WORK REQUIRED. Write out all of the records below again word for word, leaving the pictures out.

SUPPLIED DATA.
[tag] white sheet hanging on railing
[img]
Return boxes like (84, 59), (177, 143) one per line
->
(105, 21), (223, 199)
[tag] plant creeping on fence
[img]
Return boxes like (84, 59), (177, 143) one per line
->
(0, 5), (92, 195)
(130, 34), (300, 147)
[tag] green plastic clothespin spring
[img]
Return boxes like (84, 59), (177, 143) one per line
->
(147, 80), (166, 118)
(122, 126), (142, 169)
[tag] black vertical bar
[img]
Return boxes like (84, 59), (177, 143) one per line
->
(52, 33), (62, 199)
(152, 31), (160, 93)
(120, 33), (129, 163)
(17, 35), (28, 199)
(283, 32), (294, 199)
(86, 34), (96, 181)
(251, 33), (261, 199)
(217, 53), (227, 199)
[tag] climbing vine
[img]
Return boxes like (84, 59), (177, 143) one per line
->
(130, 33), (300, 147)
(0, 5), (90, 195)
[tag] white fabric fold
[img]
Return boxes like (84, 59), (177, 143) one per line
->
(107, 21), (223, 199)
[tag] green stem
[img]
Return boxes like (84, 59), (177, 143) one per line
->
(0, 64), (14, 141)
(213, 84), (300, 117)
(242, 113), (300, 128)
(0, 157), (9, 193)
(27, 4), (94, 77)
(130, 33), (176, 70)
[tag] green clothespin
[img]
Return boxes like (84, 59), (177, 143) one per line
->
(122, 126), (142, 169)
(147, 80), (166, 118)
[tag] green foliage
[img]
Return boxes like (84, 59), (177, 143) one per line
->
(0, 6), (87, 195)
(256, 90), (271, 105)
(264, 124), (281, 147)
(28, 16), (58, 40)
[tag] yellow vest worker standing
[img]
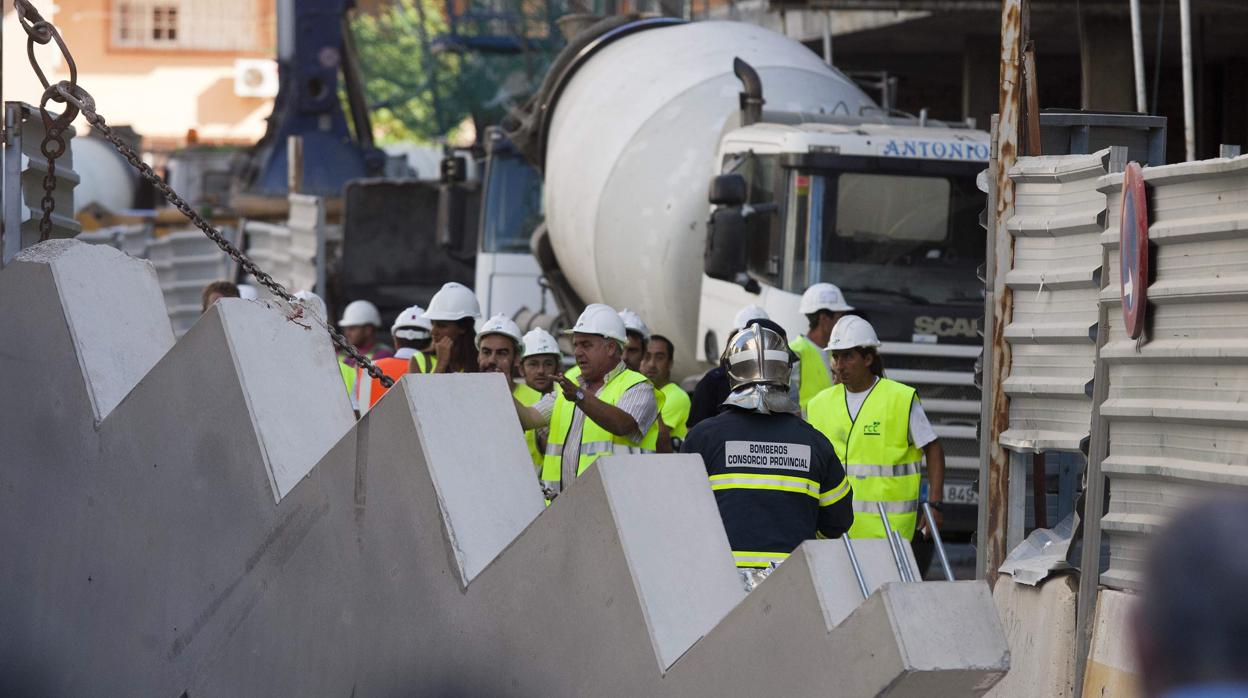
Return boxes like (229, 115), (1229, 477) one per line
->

OUTPUT BELOW.
[tag] white sheet hanging on railing
[img]
Return boxes like (84, 59), (177, 143) one per line
->
(105, 21), (223, 199)
[tag] plant creeping on fence
[img]
Return boxes like (84, 59), (177, 143) one per line
->
(0, 5), (92, 195)
(130, 34), (300, 147)
[tag] green plastic clothespin spring
[img]
Return boxes like (84, 59), (177, 143) one per line
->
(147, 80), (166, 118)
(122, 126), (142, 169)
[tag] black vertical bar
[img]
Return boxes like (84, 59), (177, 143) one per line
->
(52, 33), (62, 199)
(152, 31), (160, 93)
(120, 33), (129, 163)
(17, 35), (28, 199)
(283, 32), (294, 199)
(86, 34), (96, 181)
(251, 33), (261, 199)
(217, 53), (227, 199)
[tag] climbing vine
[img]
Return boxes like (84, 59), (177, 143) one per line
->
(130, 33), (300, 147)
(0, 5), (90, 195)
[tag] white fabric fold
[img]
Return boxes like (84, 59), (177, 143) one per line
->
(107, 21), (223, 199)
[tag] green stem
[img]
Return boxes like (84, 59), (177, 143) one per line
->
(0, 64), (14, 141)
(213, 84), (300, 117)
(242, 113), (300, 128)
(0, 157), (9, 193)
(27, 4), (94, 77)
(130, 33), (176, 70)
[tag] green clothespin
[img]
Return boxes like (84, 59), (177, 143) one per line
->
(122, 126), (142, 169)
(147, 80), (166, 118)
[tag] green foliage
[img]
Return boxes like (84, 59), (177, 143) one per line
->
(0, 6), (87, 195)
(256, 90), (271, 105)
(264, 124), (281, 147)
(28, 16), (58, 40)
[tag] yellow vest worker standing
[img]
Return boxes like (229, 115), (1229, 477) one per line
->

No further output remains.